### PASSAGE
Extension Lines: Must be drawn parallel to the isometric axes (extensions of the object lines).
Dimension Lines: Must be parallel to the line being measured.
Text/Arrowheads: The text must be written upright relative to the dimension line so it appears to lie on the face of the object.

5. AutoCAD Commands for 3D Modeling

While traditional 2D AutoCAD uses "Isodraft," modern engineering drawing utilizes 3D modeling workspaces to generate isometric views.

Workspace: Switch to 3D Modeling.

5.1 3P UCS Rotation (User Coordinate System)

In 3D AutoCAD, the default drawing plane is XY. To draw on the face of a 3D object (e.g., a circle on the side of a cube), you must rotate the coordinate system.

Command: UCS
Option: 3 Point
Function: Defines the new orientation of the XY plane.
1. Origin: Click the corner of the face you want to work on.
2. X-Axis: Click a point along the desired X-direction (horizontal edge of the face).
3. Y-Axis: Click a point along the desired Y-direction (vertical edge of the face).
Result: The grid aligns with the selected face, allowing you to draw 2D shapes (circles, polygons) directly on that plane.

5.2 Standard Shapes (Primitives)

AutoCAD provides pre-defined solid primitives under the "Modeling" tab.

Box: Creates a solid box (requires corner point, length, width, height).
Cylinder: Creates a cylinder (requires center point, radius, height).
Cone: Creates a pointed cone.
Sphere: Creates a solid ball.
Wedge: Creates a triangular prism.
Torus: Creates a donut shape.

5.3 Extrude (`EXTRUDE`)

Converts a 2D closed object into a 3D solid by stretching it along the Z-axis.

Prerequisite: The 2D shape must be a closed Polyline or Region.
Workflow:
1. Draw a closed shape (e.g., Rectangle, Circle).
2. Type EXT or select Extrude.
3. Select the object.
4. Specify the height of extrusion (or specify a path/taper angle).

5.4 Revolve (`REVOLVE`)

Creates a solid by sweeping a 2D open or closed profile around an axis. Ideal for cylindrical or symmetrical parts (e.g., pulleys, shafts, wheels).

Workflow:
1. Draw the cross-section profile (half of the object).
2. Type REV.
3. Select the profile.
4. Define the axis of revolution (select two points forming the centerline).
5. Specify the angle of revolution (usually $360^\circ$ ).

5.5 Presspull (`PRESSPULL`)

A versatile tool that can create solids or subtract material (holes) dynamically.

Difference from Extrude: Presspull does not require a joined polyline; it detects "bounded areas."

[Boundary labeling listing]
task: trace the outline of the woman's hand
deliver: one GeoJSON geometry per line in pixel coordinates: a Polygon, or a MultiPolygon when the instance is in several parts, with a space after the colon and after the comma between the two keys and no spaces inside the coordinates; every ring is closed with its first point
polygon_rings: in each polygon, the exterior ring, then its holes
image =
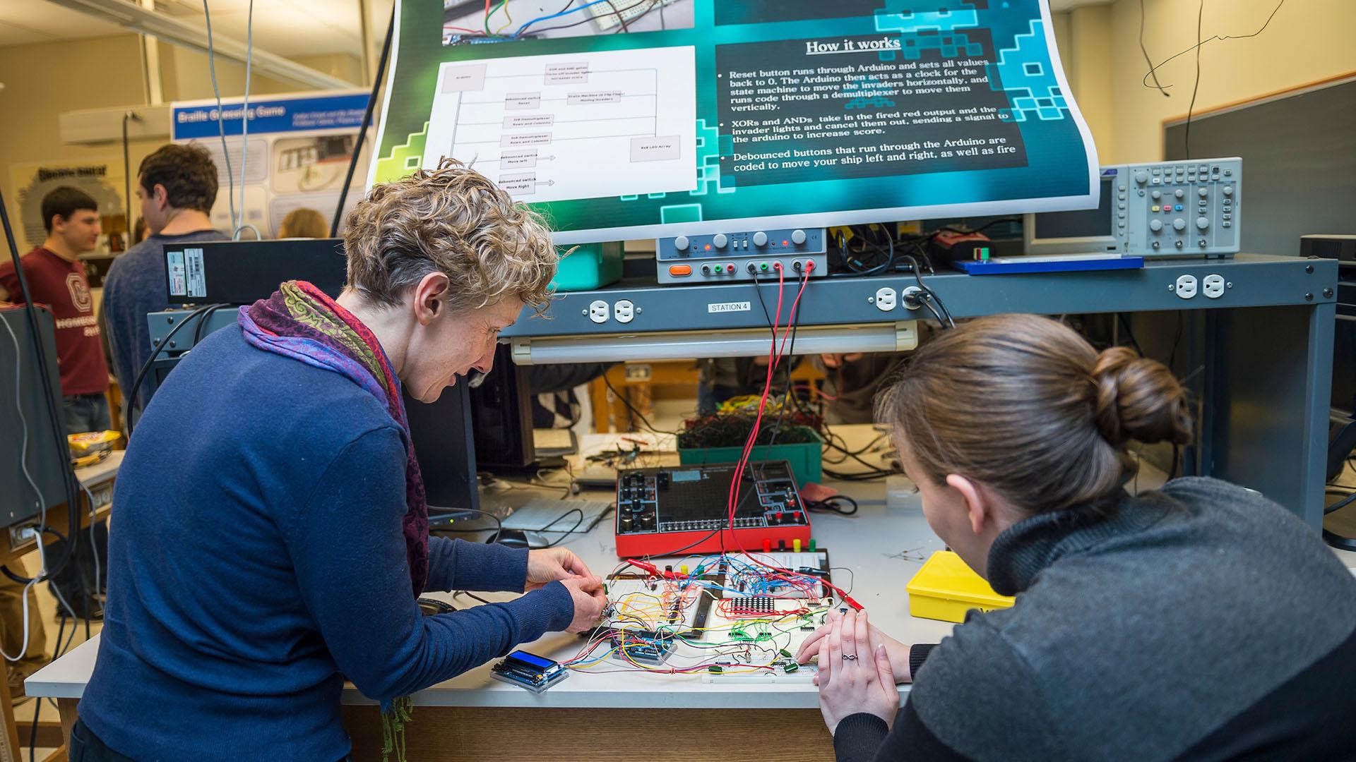
{"type": "Polygon", "coordinates": [[[866,611],[848,611],[833,622],[820,648],[819,710],[829,732],[843,717],[865,712],[892,725],[899,710],[899,693],[884,643],[872,643],[866,611]]]}
{"type": "Polygon", "coordinates": [[[579,556],[564,548],[527,550],[527,584],[523,591],[537,590],[557,579],[593,576],[579,556]]]}
{"type": "MultiPolygon", "coordinates": [[[[861,611],[865,614],[866,611],[861,611]]],[[[865,620],[858,614],[860,618],[865,620]]],[[[811,633],[804,643],[800,644],[800,651],[796,654],[796,663],[808,664],[810,659],[814,656],[820,656],[823,662],[823,647],[824,639],[833,632],[834,622],[841,620],[843,616],[838,610],[829,611],[829,621],[824,622],[819,629],[811,633]]],[[[890,668],[895,674],[896,682],[909,682],[913,675],[909,673],[909,645],[903,644],[894,637],[880,632],[880,628],[871,625],[871,641],[880,643],[885,645],[885,654],[890,656],[890,668]]]]}

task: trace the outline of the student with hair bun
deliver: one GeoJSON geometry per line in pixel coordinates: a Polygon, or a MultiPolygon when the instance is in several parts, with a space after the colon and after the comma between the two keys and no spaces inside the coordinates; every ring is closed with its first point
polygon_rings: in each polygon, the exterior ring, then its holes
{"type": "Polygon", "coordinates": [[[1162,363],[982,317],[877,409],[929,526],[1017,601],[937,645],[833,616],[799,659],[839,761],[1356,757],[1356,580],[1318,534],[1215,479],[1124,489],[1130,441],[1191,437],[1162,363]]]}

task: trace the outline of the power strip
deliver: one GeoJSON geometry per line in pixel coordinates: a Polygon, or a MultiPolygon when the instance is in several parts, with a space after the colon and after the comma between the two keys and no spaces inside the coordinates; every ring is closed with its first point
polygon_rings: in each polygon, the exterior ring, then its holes
{"type": "Polygon", "coordinates": [[[622,20],[632,20],[644,16],[654,8],[659,5],[673,5],[678,0],[650,0],[648,3],[632,4],[629,0],[610,0],[609,3],[598,3],[595,5],[589,5],[589,12],[594,16],[594,23],[598,28],[607,31],[616,26],[620,26],[622,20]],[[626,5],[633,5],[626,8],[626,5]]]}

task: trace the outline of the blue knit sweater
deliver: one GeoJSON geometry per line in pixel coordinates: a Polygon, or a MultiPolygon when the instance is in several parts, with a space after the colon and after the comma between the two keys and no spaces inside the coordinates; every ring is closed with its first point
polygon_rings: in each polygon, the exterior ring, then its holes
{"type": "MultiPolygon", "coordinates": [[[[560,583],[423,617],[405,452],[353,381],[216,332],[156,392],[118,473],[80,716],[136,759],[340,759],[347,677],[405,696],[568,626],[560,583]]],[[[523,588],[526,550],[433,538],[427,590],[523,588]]]]}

### EXERCISE INSTRUCTIONS
**1)** According to the AutoCAD passage, what kind of 2D shape is required before using Extrude?
**2)** Write a continuation of the AutoCAD passage, picking up after its last sentence.
The listing is separate material and has no connection to the AutoCAD passage.

### SOLVED PROBLEMS
**1)** A closed Polyline or Region.

**2)**
Workflow:
1. Type PRESSPULL.
2. Hover inside a closed area (it will highlight).
3. Click and drag the mouse.
  - Dragging outward adds volume (creates solid).
  - Dragging inward into an existing solid removes volume (creates a hole or cut).

6. Hands-on Practice on 3D Drawings

Practical Exercise: Modeling a Hexagonal Prism with a Central Hole

Objective: Create a Hexagonal Prism (Base side 30mm, Height 80mm) with a cylindrical hole (Radius 15mm) through the center.

Step-by-Step AutoCAD Workflow:

Setup:
- Open AutoCAD.
- Switch workspace to 3D Modeling.
- Set View to SE Isometric (South-East Isometric).
- Set Visual Style to 2D Wireframe (easier to snap points).
Create the Base:
- Command: POL (Polygon).
- Number of sides: 6.
- Center: 0,0,0.
- Option: Inscribed in circle.
- Radius: 30.
Create the Prism (Extrude):
- Command: EXT (Extrude).
- Select the hexagon.
- Height: 80.
Create the Hole Profile:
- The hole is on the top face. We do not strictly need to move the UCS if using object snaps, but let's do it for practice.
- Command: UCS -> Face -> Select the top face of the prism.
- Command: C (Circle).
- Center: Move mouse to center of hexagon top face until Center snap appears.
- Radius: 15.
Subtract the Material (Presspull method):
- Command: PRESSPULL.
- Click inside the Circle.
- Drag the mouse downwards (through the prism).
- Click to confirm.
Final Visualization:
- Command: VS (Visual Styles).
- Select Concept or Shades of Gray to see the solid model with the hole clearly visible.
Generate 2D Views (Optional Layout):
- Go to Layout Tab.
- Command: VIEWBASE -> From Model Space.
- Place the Front, Top, and Isometric views automatically.